* PROBLEM REQUIREMENTS *
Reproduce word for word the part of the post about Luton from "Busted Flat And" up to and including "10 Downing Street.".

* QUOTED PASSAGE *
Busted Flat And Vitriolic In Luton

Bernard sent me this link from the New York Times with the suggestion that it might be of interest to AFOE readers. I am dutifully complying by posting. Unfortunately I fear the situation described may come much more as news in the US than it does to those of us here in Europe.

Luton: “In this former industrial town north of London, a small group of young Britons whose parents emigrated from Pakistan after World War II have turned against their families’ new home. They say they would like to see Prime Minister Tony Blair dead or deposed and an Islamic flag hanging outside No. 10 Downing Street.

They swear allegiance to Osama bin Laden and his goal of toppling Western democracies to establish an Islamic superstate under Shariah law, like Afghanistan under the Taliban. They call the Sept. 11 hijackers the ‘Magnificent 19’ and regard the Madrid train bombings as a clever way to drive a wedge into Europe“.

That this situation exists is clear: what could be done about it much less so. Here in Spain I normally find myself in a minority of one when I try to argue that the Spanish troops should stay. People are pretty familiar with the UK situation, and also with the French one: it is precisely because they wish to avoid this type of extreme polarisation here that they want ‘the boys back’. Two names are normally evoked in any justification for the withdrawal: Fallujah and Najaf. The Spanish population got a fright on 11 March. My feeling was that even over and above the 200 dead, what really shocked the Spanish population was the existence of such an extended network in Spain, a nework which seemed to count on the support of small but significant layers of the Morroccan population here.

Every time the image of an innocent victim of the fighting appears on the little screen people fear these networks will grow. We are losing a very important propaganda war right now: not because we show the images, but because the reality behind the images exists to be shown. You will not convince a majority of the population either in Europe, or in the United States, that you have a winning strategy if the quantity of terrorism resulting is increasing rather than declining.

And meantime we have the likes of Abu Hamza.

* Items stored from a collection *
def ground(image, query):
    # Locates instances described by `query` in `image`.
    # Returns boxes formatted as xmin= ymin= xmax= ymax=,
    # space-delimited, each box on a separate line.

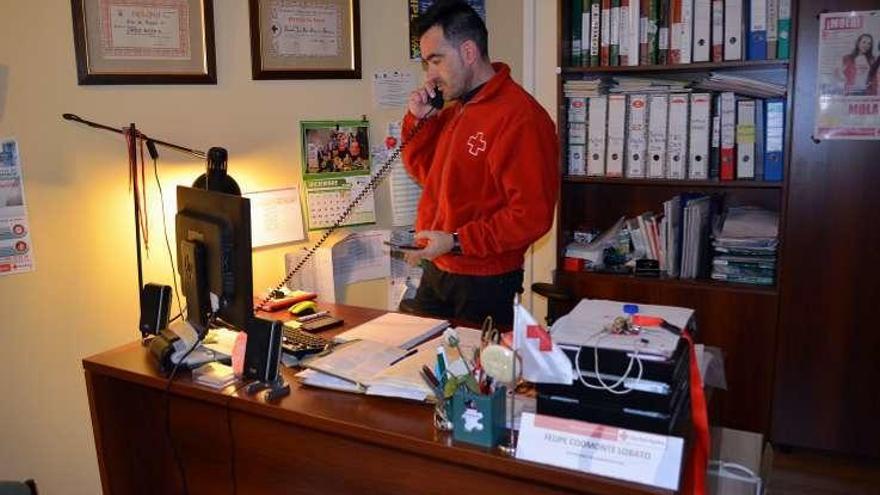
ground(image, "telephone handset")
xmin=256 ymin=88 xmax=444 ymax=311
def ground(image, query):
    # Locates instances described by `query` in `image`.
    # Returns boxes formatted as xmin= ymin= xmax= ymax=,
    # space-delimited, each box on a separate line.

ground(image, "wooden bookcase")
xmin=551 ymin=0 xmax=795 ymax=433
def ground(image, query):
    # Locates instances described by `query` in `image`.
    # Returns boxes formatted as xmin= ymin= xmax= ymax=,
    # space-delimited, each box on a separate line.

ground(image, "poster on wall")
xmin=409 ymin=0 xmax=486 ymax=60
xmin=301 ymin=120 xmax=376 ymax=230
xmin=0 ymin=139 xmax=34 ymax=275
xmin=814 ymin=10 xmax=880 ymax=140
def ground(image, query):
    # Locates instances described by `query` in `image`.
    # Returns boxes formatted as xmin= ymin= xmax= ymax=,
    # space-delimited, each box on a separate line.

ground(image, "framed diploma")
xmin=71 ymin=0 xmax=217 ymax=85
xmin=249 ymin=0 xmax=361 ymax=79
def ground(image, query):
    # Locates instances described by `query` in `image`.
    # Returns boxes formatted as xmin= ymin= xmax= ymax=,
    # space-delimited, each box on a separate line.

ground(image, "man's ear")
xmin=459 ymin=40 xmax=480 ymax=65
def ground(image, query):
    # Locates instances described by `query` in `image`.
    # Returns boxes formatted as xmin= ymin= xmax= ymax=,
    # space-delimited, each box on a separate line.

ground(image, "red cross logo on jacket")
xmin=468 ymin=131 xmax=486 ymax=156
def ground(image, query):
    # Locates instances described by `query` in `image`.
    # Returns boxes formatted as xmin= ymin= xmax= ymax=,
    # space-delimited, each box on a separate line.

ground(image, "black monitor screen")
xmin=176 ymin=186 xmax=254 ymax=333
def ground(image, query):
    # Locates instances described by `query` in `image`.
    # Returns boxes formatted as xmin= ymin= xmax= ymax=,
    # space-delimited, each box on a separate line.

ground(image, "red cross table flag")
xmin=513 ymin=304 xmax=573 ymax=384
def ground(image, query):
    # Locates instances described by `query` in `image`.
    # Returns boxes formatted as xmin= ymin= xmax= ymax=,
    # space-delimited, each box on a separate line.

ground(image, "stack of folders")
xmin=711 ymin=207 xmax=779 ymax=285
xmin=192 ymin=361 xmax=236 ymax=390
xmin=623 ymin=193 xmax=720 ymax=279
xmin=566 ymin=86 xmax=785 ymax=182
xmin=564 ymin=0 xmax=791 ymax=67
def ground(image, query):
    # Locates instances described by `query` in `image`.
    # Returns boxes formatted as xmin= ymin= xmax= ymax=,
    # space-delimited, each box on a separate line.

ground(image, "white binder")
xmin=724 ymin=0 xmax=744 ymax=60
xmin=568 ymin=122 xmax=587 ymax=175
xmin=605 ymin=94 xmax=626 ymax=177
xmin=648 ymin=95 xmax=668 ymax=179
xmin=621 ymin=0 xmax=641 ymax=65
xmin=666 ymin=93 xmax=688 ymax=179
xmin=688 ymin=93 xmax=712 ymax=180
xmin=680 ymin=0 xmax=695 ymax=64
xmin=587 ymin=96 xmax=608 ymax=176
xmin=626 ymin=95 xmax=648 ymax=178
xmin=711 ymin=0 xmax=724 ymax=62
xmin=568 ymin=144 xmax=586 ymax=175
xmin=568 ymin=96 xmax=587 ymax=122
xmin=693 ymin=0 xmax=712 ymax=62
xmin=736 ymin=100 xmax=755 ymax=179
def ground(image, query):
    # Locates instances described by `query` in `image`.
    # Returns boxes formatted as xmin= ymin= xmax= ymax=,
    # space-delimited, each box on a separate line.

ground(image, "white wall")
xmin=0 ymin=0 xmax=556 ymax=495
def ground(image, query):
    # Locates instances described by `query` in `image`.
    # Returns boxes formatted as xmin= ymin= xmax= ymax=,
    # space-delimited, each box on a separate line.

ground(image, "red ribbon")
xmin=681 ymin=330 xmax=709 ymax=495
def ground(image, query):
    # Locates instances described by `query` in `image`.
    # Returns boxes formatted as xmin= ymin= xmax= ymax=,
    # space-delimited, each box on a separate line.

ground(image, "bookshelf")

* RESPONSE *
Busted Flat And Vitriolic In Luton

Bernard sent me this link from the New York Times with the suggestion that it might be of interest to AFOE readers. I am dutifully complying by posting. Unfortunately I fear the situation described may come much more as news in the US than it does to those of us here in Europe.

Luton: “In this former industrial town north of London, a small group of young Britons whose parents emigrated from Pakistan after World War II have turned against their families’ new home. They say they would like to see Prime Minister Tony Blair dead or deposed and an Islamic flag hanging outside No. 10 Downing Street.